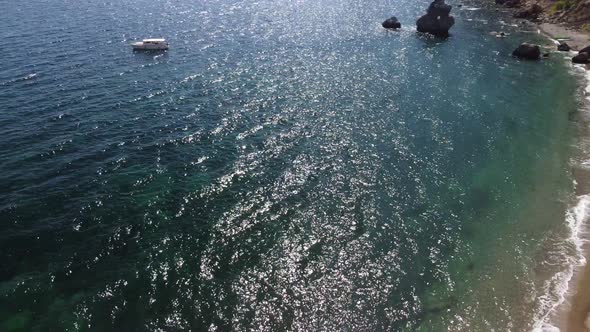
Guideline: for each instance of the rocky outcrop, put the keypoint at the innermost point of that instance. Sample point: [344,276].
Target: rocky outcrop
[508,3]
[437,20]
[563,47]
[530,13]
[582,58]
[527,52]
[391,23]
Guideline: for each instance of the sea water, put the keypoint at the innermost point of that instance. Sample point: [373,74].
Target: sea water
[287,165]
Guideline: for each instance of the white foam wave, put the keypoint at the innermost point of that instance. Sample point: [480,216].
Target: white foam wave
[557,287]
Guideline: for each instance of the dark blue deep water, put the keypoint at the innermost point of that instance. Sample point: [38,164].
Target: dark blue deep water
[287,166]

★ ★ ★ ★

**EXERCISE DESCRIPTION:** Write out every row above word for word, leaving out the pictures.

**SOLUTION:**
Guideline: for each instance of the rocky outcrop, put the keypoint at the innermost point of that instance. Sample point: [344,276].
Target: rocky outcrop
[508,3]
[437,20]
[563,47]
[530,13]
[582,58]
[527,52]
[391,23]
Guideline: for each instance of the sea water, put the keypoint at the innermost point of that instance. Sample point: [373,74].
Target: sea water
[287,165]
Guideline: for each instance of the white foam wave, put the keypoint at the innermost point of that instance. Sample point: [480,216].
Target: white foam wave
[557,287]
Guideline: for each instance of the dark blue deep water, put the keypoint at the innermost point of that instance. Sample point: [38,164].
Target: dark blue deep water
[287,166]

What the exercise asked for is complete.